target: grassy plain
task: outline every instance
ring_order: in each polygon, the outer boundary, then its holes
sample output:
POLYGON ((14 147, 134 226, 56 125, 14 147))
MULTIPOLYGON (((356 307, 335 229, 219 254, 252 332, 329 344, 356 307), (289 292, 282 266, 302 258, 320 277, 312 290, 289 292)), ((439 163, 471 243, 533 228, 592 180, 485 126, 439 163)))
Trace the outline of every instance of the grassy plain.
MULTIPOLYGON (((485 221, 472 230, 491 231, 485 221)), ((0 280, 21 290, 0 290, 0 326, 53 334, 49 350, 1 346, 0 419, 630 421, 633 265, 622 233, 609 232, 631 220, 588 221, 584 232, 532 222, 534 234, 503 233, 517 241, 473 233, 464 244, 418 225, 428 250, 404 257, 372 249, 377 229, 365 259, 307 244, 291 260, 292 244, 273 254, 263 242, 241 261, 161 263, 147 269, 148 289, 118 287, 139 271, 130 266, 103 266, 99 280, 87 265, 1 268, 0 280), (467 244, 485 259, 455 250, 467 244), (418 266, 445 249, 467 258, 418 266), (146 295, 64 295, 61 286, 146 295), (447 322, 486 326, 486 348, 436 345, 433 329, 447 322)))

----

_Task requirements_.
Return all the rows above without changing a single character.

_Output of the exercise_.
target: grassy plain
task: outline every instance
ring_order: in each polygon, the outer boundary, then its holes
sample output:
POLYGON ((14 147, 134 226, 56 125, 14 147))
MULTIPOLYGON (((356 307, 335 229, 219 254, 252 332, 329 344, 356 307), (289 292, 282 266, 302 258, 320 277, 312 290, 289 292)), ((439 163, 471 243, 533 228, 592 180, 485 126, 439 163)))
Trace the outline of every instance of the grassy plain.
MULTIPOLYGON (((485 221, 472 230, 491 231, 485 221)), ((0 280, 21 290, 0 290, 0 326, 53 334, 49 350, 1 346, 0 419, 630 421, 633 265, 622 233, 609 232, 631 220, 588 221, 584 232, 532 222, 534 234, 503 233, 517 241, 473 233, 464 244, 418 225, 428 250, 404 257, 372 249, 377 229, 365 259, 307 244, 291 260, 292 244, 273 254, 263 242, 241 261, 161 263, 147 269, 148 289, 118 287, 139 271, 130 266, 103 266, 99 280, 87 265, 1 268, 0 280), (467 244, 485 259, 455 250, 467 244), (418 266, 445 249, 467 258, 418 266), (146 295, 64 295, 61 286, 146 295), (447 322, 486 326, 486 348, 436 345, 433 329, 447 322)))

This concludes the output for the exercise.